### Stated goal 1
Name every XML file that the Bible.com download notebook loads its structural data from.
### Stated goal 2
In the Bible.com download notebook, quote the code from "titles = pd.melt(titles, id_vars=['book','chap','verse'])" up to and including "pars['chap'].astype(str) + '.' + pars['verse'].astype(str)".

** start of Extract **

# Download bibles from Bible.com

https://www.bible.com/

In [1]:
import pandas as pd
import time

import copy
import json
import requests
from bs4 import BeautifulSoup
import os

In [2]:
project_path = './'

struct = project_path + '00_structures/'
lang_list_fn = struct + 'languages_versions.xml'
book_list_fn = struct + 'book_list.xml'
titles_list_fn = struct + 'titles.xml'
pars_list_fn   = struct + 'paragraphs.xml'

# Output paths
csv_path = project_path + '01_input/'
tex_path = project_path + '02_outputs/'

In [4]:
# Load info
print('Loading structural data:')

print('  - List of books in the Bible with numbers of chapters')
books = pd.read_xml(book_list_fn)

print('  - Available translations')
trans = pd.read_xml(lang_list_fn, attrs_only=True)

print('  - Titles of sections')
titles = pd.read_xml(titles_list_fn)
titles = pd.melt(titles, id_vars=['book','chap','verse'])
titles.rename(columns={"variable": "lang", "value": "title"}, inplace=True)
titles['refs'] = titles['book'] + '.' + titles['chap'].astype(str) + '.' + titles['verse'].astype(str)

print('  - Paragraphs before each verse')
pars = pd.read_xml(pars_list_fn)
pars['refs'] = pars['book'] + '.' + pars['chap'].astype(str) + '.' + pars['verse'].astype(str)

print('Done...')

# Show the data
display(books)
display(trans)
#display(titles)
#display(pars)

** end of Extract **
** start of Recorded data **

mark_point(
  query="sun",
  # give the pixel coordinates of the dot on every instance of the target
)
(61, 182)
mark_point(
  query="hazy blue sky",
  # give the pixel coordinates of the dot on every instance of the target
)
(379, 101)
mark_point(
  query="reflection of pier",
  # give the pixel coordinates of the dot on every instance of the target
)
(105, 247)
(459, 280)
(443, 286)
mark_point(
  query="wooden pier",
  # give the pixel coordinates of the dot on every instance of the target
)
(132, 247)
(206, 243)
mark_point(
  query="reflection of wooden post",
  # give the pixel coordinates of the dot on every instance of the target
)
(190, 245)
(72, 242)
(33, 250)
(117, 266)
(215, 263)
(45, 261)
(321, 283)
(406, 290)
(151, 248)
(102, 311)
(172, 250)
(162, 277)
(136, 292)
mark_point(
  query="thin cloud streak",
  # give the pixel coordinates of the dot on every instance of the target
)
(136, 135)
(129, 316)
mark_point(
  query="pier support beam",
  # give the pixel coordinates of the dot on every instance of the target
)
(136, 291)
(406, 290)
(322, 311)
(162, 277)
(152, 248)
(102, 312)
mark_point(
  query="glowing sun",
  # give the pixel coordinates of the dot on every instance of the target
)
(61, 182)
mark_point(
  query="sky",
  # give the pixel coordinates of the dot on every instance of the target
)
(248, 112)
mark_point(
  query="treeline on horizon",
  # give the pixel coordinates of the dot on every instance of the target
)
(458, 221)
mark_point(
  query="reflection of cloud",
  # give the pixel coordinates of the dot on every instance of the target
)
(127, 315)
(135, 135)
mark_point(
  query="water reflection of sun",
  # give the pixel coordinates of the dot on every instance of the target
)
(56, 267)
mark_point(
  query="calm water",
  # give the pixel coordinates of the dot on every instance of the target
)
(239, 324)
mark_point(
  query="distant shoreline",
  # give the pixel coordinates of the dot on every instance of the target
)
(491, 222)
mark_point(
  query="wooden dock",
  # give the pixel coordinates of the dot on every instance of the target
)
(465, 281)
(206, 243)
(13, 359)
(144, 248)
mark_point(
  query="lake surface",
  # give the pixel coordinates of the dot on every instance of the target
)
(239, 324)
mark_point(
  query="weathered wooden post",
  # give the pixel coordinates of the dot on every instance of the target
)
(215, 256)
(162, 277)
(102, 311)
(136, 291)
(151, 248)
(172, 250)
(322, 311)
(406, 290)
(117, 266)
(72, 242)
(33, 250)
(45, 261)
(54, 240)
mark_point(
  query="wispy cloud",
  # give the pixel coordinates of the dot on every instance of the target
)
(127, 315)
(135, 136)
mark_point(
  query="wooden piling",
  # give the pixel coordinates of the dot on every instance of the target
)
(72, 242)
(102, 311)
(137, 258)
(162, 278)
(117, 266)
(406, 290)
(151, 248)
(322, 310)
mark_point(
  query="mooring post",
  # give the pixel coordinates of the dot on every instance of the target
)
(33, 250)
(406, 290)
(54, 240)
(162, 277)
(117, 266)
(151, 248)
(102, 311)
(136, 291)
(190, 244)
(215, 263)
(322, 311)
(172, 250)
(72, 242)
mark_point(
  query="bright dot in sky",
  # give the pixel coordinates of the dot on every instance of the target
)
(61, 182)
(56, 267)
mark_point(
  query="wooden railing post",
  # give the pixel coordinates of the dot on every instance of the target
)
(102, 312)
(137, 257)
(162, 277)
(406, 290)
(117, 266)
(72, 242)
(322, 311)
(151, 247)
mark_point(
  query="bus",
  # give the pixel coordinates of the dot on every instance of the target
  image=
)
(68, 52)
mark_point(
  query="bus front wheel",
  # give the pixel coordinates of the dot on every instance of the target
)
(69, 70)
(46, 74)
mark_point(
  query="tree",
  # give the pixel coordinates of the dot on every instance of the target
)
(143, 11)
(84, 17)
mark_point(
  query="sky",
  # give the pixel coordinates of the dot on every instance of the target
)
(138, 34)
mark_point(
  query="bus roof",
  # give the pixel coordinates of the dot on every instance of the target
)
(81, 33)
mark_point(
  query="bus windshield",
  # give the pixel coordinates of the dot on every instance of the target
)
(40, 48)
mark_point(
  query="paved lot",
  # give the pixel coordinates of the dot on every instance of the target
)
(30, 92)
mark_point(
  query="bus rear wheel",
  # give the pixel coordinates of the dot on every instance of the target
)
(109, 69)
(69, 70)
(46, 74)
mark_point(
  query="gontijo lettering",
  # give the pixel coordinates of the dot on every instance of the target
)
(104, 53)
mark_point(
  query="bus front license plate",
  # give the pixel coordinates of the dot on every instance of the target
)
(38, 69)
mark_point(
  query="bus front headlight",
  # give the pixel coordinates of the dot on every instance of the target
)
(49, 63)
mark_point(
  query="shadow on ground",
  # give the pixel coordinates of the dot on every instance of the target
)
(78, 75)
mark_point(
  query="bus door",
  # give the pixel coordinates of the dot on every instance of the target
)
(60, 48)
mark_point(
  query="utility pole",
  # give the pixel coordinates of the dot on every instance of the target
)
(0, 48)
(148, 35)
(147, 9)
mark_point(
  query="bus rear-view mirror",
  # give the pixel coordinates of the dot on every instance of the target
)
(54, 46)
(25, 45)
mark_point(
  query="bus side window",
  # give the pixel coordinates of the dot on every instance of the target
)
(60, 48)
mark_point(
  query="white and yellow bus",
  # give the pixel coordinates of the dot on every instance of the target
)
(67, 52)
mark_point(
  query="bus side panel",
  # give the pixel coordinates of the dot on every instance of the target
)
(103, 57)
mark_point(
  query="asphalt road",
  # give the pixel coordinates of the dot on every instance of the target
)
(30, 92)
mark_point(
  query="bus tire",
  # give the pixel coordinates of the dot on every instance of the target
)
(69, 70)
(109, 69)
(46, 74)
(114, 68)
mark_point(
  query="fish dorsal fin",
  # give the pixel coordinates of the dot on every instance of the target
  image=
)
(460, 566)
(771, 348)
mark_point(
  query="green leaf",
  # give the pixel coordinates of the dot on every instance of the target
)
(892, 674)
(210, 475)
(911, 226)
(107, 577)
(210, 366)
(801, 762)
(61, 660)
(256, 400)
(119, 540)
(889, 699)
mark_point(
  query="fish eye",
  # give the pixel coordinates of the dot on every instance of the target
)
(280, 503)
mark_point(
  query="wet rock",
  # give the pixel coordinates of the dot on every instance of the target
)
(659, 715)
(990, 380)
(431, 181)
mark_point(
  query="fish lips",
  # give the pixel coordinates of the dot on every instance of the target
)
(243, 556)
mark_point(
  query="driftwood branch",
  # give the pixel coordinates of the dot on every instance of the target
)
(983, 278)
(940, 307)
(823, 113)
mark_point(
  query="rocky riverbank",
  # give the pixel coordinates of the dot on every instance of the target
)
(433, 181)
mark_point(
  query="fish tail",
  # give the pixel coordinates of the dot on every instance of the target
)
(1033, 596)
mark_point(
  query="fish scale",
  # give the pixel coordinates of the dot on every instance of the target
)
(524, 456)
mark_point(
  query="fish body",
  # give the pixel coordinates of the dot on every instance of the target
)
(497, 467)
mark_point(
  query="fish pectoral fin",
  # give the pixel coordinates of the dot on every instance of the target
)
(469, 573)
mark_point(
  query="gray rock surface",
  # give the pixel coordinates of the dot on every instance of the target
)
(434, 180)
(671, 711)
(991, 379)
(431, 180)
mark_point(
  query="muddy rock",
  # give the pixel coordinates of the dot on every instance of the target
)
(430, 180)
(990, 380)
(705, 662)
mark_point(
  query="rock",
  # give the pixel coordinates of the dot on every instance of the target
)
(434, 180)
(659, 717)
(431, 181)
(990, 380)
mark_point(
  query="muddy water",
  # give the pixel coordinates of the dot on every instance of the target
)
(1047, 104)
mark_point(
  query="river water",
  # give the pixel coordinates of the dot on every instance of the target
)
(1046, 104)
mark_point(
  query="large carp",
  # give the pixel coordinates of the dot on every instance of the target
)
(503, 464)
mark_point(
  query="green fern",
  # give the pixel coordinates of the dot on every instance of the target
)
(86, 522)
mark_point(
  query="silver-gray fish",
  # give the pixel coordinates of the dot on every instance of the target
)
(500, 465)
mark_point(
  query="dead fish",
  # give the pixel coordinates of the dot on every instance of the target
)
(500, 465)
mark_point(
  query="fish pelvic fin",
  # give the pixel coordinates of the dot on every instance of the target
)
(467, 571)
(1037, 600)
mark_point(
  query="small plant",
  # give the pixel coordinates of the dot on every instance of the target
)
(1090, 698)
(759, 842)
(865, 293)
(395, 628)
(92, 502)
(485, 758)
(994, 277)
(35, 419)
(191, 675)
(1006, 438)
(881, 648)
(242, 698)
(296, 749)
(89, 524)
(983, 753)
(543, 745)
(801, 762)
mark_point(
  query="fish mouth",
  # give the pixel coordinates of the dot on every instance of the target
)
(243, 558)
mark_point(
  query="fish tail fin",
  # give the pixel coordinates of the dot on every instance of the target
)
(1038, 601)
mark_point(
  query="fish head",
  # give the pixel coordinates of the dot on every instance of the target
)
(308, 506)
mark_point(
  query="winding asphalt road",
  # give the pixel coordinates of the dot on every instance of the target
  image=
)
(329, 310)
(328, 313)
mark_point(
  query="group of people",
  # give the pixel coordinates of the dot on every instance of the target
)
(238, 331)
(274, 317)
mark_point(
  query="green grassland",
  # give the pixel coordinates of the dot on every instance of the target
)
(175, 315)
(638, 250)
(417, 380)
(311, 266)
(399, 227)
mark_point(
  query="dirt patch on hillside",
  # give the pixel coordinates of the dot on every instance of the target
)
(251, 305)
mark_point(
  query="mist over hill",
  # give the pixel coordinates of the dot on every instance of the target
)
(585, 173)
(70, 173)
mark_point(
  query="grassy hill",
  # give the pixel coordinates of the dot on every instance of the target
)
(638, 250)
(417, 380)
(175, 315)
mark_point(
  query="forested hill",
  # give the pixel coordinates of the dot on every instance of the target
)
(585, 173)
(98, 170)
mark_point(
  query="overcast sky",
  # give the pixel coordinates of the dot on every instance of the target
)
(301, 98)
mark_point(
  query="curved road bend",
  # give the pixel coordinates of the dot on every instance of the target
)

** end of Recorded data **

### Correct response 1
languages_versions.xml, book_list.xml, titles.xml, paragraphs.xml

### Correct response 2
titles = pd.melt(titles, id_vars=['book','chap','verse'])
titles.rename(columns={"variable": "lang", "value": "title"}, inplace=True)
titles['refs'] = titles['book'] + '.' + titles['chap'].astype(str) + '.' + titles['verse'].astype(str)

print('  - Paragraphs before each verse')
pars = pd.read_xml(pars_list_fn)
pars['refs'] = pars['book'] + '.' + pars['chap'].astype(str) + '.' + pars['verse'].astype(str)